> **Your instructions**: Copy every one of the entries below word for word, but leave out the pictures.

┌─ Data for this task

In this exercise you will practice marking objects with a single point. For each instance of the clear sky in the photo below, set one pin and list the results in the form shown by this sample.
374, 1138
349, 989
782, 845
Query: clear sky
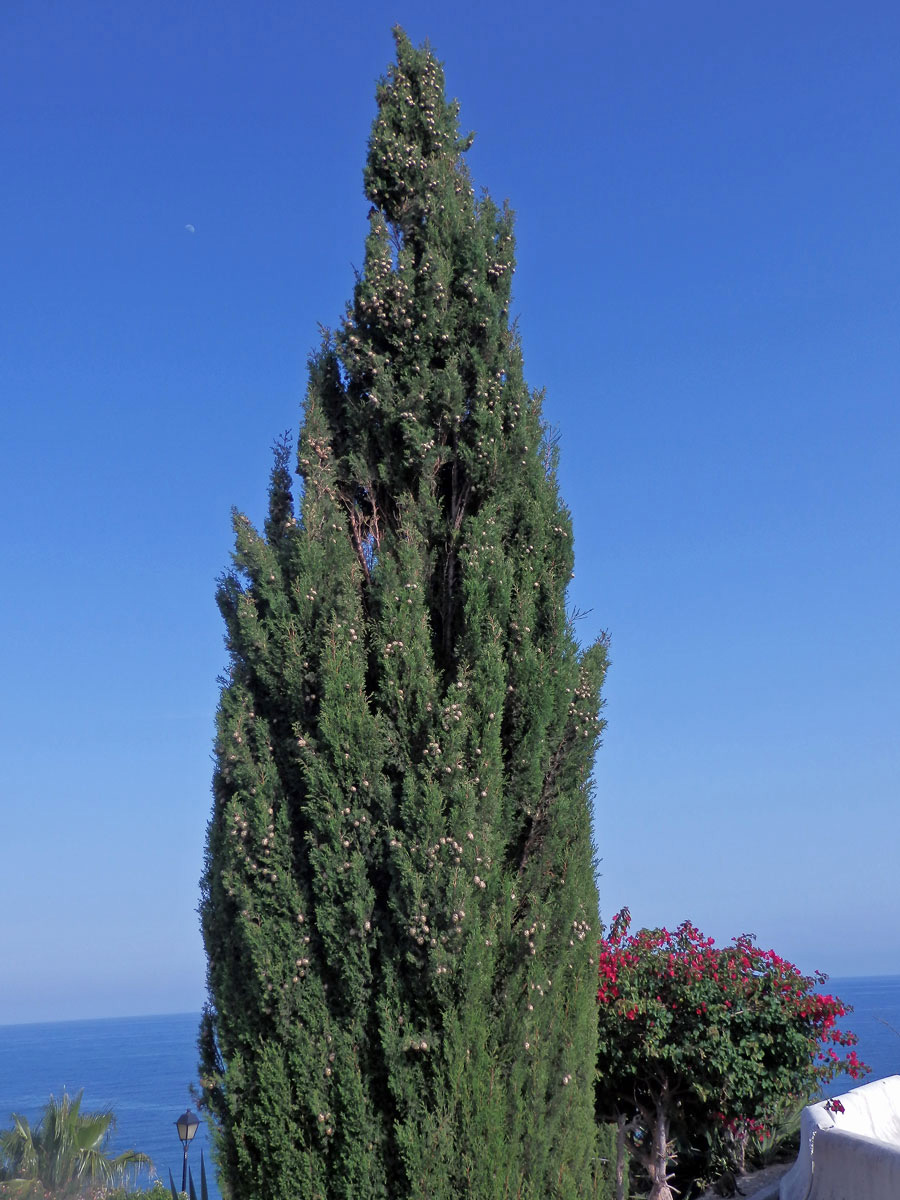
708, 202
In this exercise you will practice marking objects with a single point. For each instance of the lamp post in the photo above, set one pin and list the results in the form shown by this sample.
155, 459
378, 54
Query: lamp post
186, 1126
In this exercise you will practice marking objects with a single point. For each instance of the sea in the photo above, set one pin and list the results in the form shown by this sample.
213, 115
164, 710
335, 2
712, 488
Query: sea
143, 1068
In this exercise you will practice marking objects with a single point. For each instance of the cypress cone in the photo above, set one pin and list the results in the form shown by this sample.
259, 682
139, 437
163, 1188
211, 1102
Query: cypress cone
399, 901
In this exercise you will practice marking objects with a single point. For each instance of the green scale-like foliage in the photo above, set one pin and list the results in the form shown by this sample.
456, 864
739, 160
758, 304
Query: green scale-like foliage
400, 907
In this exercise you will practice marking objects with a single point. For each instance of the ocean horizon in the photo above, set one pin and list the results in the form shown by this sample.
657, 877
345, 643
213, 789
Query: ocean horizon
144, 1068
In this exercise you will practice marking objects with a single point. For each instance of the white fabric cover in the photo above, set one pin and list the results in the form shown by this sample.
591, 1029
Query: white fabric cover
852, 1155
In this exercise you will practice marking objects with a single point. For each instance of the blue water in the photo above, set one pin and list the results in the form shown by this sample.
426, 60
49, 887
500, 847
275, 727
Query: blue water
876, 1023
143, 1067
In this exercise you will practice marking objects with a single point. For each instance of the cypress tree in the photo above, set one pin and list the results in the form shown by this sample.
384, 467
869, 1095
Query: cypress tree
399, 903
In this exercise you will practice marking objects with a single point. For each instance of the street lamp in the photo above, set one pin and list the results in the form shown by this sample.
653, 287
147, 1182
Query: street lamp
186, 1125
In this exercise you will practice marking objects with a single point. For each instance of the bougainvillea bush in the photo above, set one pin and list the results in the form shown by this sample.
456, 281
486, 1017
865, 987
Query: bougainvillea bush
700, 1044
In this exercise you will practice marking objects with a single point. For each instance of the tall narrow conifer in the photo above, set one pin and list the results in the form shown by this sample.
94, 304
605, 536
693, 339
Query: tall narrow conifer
399, 905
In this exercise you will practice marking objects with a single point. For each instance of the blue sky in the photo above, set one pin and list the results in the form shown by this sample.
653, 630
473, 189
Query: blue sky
708, 202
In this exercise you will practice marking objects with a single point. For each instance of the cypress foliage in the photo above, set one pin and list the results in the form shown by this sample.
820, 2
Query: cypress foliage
399, 903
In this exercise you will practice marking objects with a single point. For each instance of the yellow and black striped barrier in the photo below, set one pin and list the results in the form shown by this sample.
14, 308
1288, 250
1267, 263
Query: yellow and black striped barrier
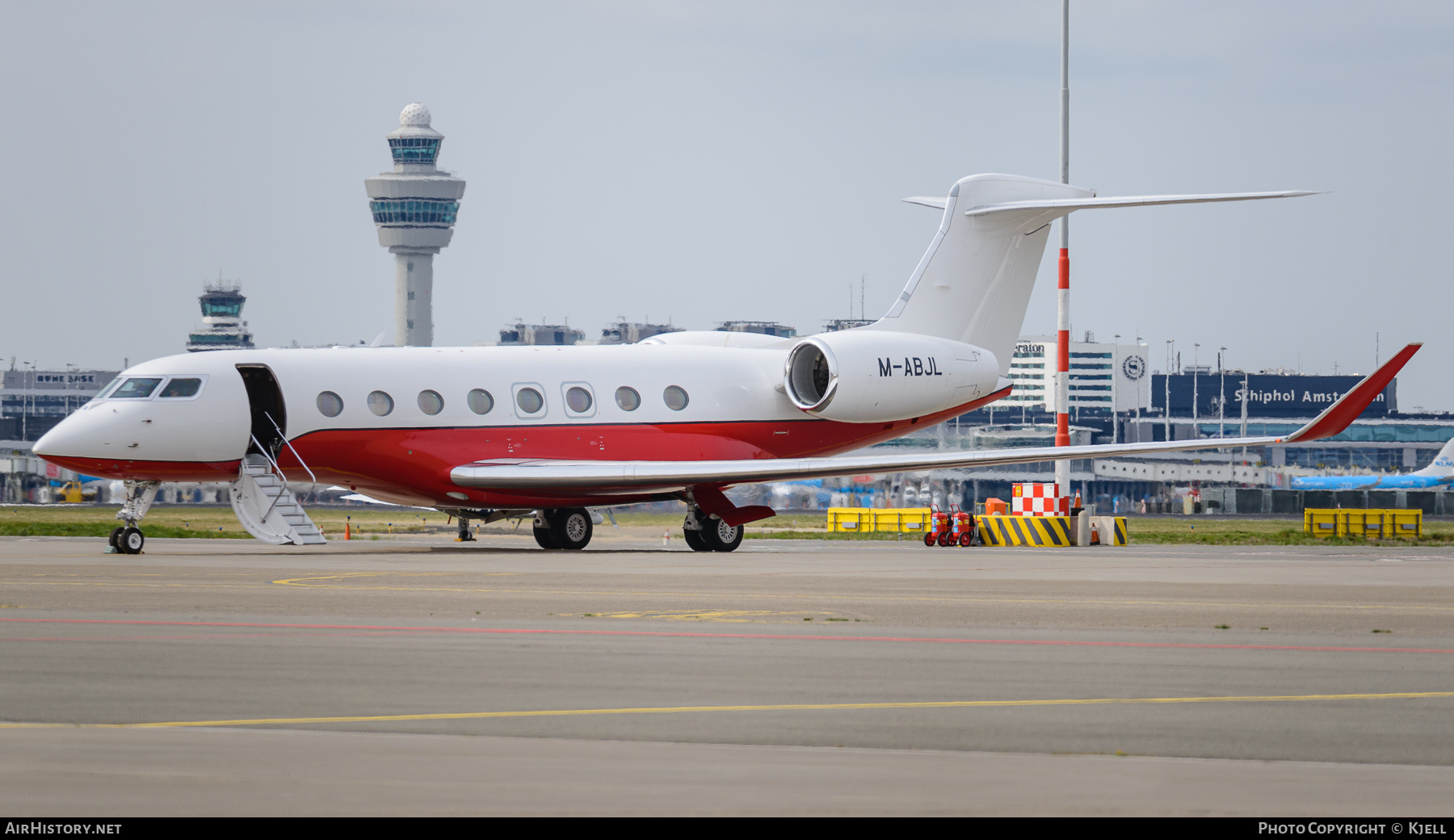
1046, 529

└─

> **The solution**:
In this exercise you will practice marking objects with a single point. For each instance of the clear sky in the photo below, set one pin and list the results in the form shown by this sample.
374, 1138
349, 989
782, 845
Query: clear sky
708, 202
In this exercise you will practice marking objects with a single point. For each instance of the lamp post in the photo above, set one pin and list the results in the form shown by this sample.
155, 459
378, 54
Query: lamp post
186, 1126
In this exercise you will practice marking objects with a single point. For each instance of the sea in the photo above, set one pin and list the results in the form shown by this sample.
213, 115
164, 710
335, 2
712, 488
Query: sea
143, 1068
In this exercise you will practice marking objects with a single point. For each instance of the cypress cone in the photo above, set one pin and list the results in the form shown by this sample.
259, 682
139, 437
163, 1188
211, 1102
Query: cypress cone
399, 901
In this exercise you will practice marking objects with a single point. For each instance of the green scale-like foliage in the photo above, set one pin and list the results in the form shown by this sample.
456, 864
739, 160
758, 304
Query: green scale-like foliage
400, 907
In this exercise you will practice marking objects with a single point. For each instance of the ocean horizon in the photo above, set one pin and list the results in the form shown by this sample.
657, 877
345, 643
213, 789
Query: ocean horizon
144, 1068
In this exercise you will practice marking objects with a single point. For each instance of the white fabric cover in the photo above, set one pin and list the results in the form shown by this sample.
591, 1029
Query: white fabric cover
852, 1155
In this exercise you will practice marking objects with a single point. For each instance of the blue water in the photo above, set one pin and list the results in the form shown by this sample.
426, 60
49, 887
500, 847
275, 727
Query: blue water
876, 1023
143, 1067
In this exercise you will practice marking objects with a single point. For each instance of the cypress tree in the photo above, set one pin and list the results in the form shown by this sample.
384, 467
869, 1095
Query: cypress tree
399, 903
In this exercise you will practice marking objects with a single point. For each instance of the street lamp in the photo above, set one pin and list the results in the form shown by this sample.
653, 287
147, 1182
Query: street lamp
186, 1125
In this exercise you will practice marking objects with a single point. For each instance of the bougainvillea bush in the photo above, set one pin and list the results in the form shown by this sample.
456, 281
486, 1017
865, 987
Query: bougainvillea bush
700, 1044
In this exercise you will practice marking objects with a single point. For each instance of the tall narrow conifer in the photo above, set one pin and list the results in the form shown by this sample.
94, 304
605, 536
693, 339
Query: tall narrow conifer
399, 905
In this exercise you will practice marking objects with a single point. For each instance of the blue sky in the photo above, set one pin and list the results in the form shown by this sample.
653, 630
473, 189
Query: blue sky
708, 202
In this exercise you will practice marking objects with a single point. For each instance of the cypress foliage in the photo above, set one pin and list the results in the form shown by this sample.
820, 2
Query: cypress foliage
399, 903
In this exercise you will practice marking objects with a single point. For each instance of the yellow and black striped barrier in the photo below, set one pin and list the results in the form shown by this sample.
14, 308
1288, 250
1267, 263
Query: yellow and black striped barrier
1046, 529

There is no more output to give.